* _Exercise prompt_: The whole listing below is to be copied exactly.

[Material provided]

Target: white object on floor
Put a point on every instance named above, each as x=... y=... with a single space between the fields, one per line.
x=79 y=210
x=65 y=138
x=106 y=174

[/Material provided]

* _Your response_:
Target: white object on floor
Put a point on every instance named above, each as x=... y=... with a single space between the fields, one per line.
x=79 y=210
x=65 y=138
x=106 y=174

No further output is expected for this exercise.